▶ _DOCUMENT TEXT_:
We gain freedom because we're able to give and recieve forgiveness.

We gain access to God in all his glory. Following Jesus down the road of suffering and to death also includes following him into glory. You can't just saunter into the glory without everything that comes before it. You can't turn your eyes away from the suffering of your Jesus, thinking, 'Why would he let himself be humiliated that way?' and assume you can still follow him.

It makes me wonder again - is true joy possible without suffering? I don't think the two can exist seperately.

Christianity is a high calling. Following Jesus is not always pretty. Yes, we get to experience forgiveness, miracles, healings and the like, but we also experience suffering. Rejection from a world that believes in a 'Me First' philosophy. Sometimes we're even rejected by the people closest to us.

But there is a payoff. We get to experience God's glory. We get to throw off the sin of this world and run like little kids into our Dad's arms to be loved completely and forever.

I can't wait.

▶ _DATA PROVIDED_:
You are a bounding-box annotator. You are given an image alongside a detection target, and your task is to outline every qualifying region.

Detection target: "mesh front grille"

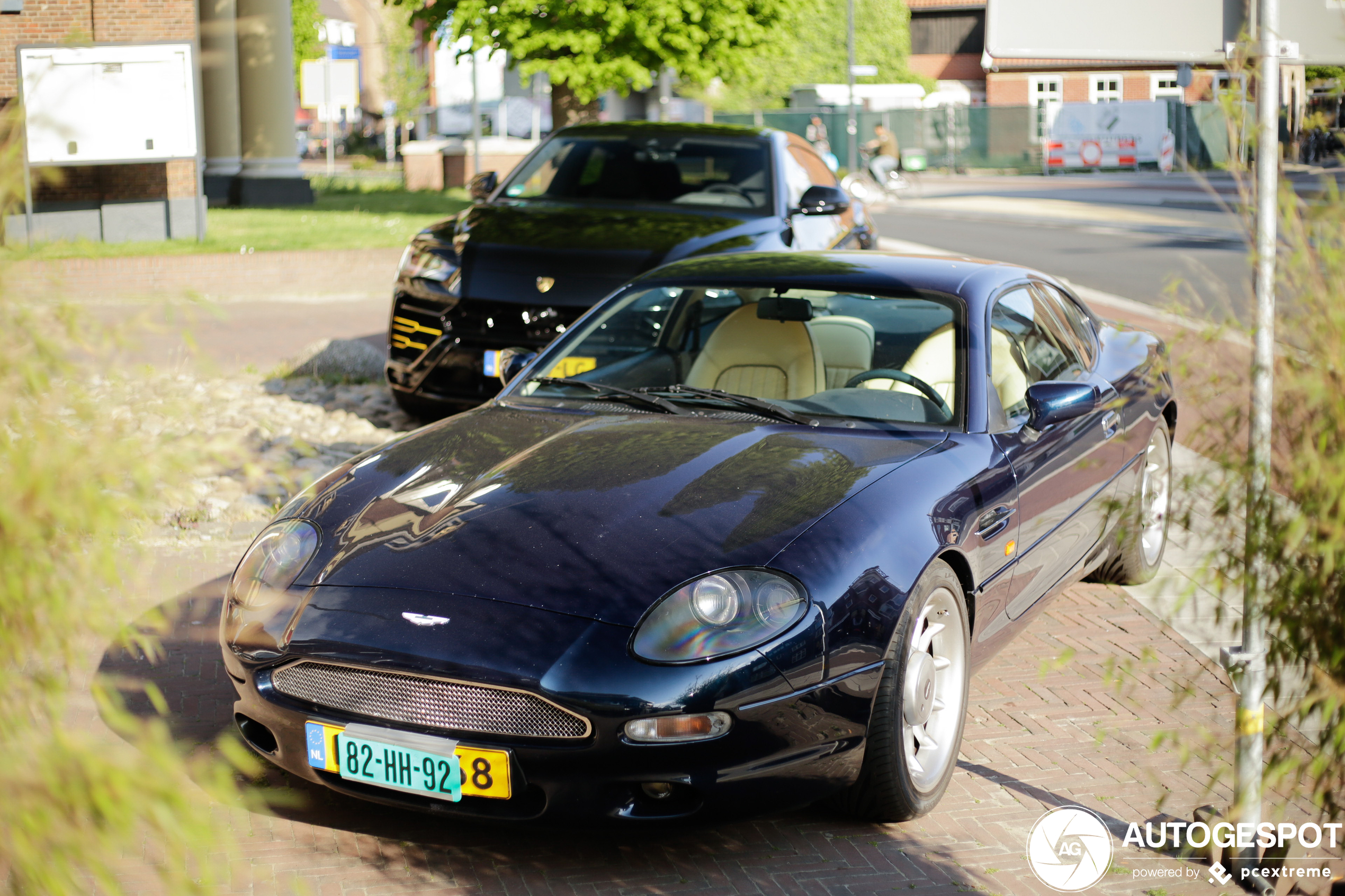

▶ _TASK_: From the reflection on suffering and glory, copy word for word the passage that opens with the words containing "But there is" and closes with "I can't wait.".

▶ _EXPECTED OUTPUT_:
But there is a payoff. We get to experience God's glory. We get to throw off the sin of this world and run like little kids into our Dad's arms to be loved completely and forever.

I can't wait.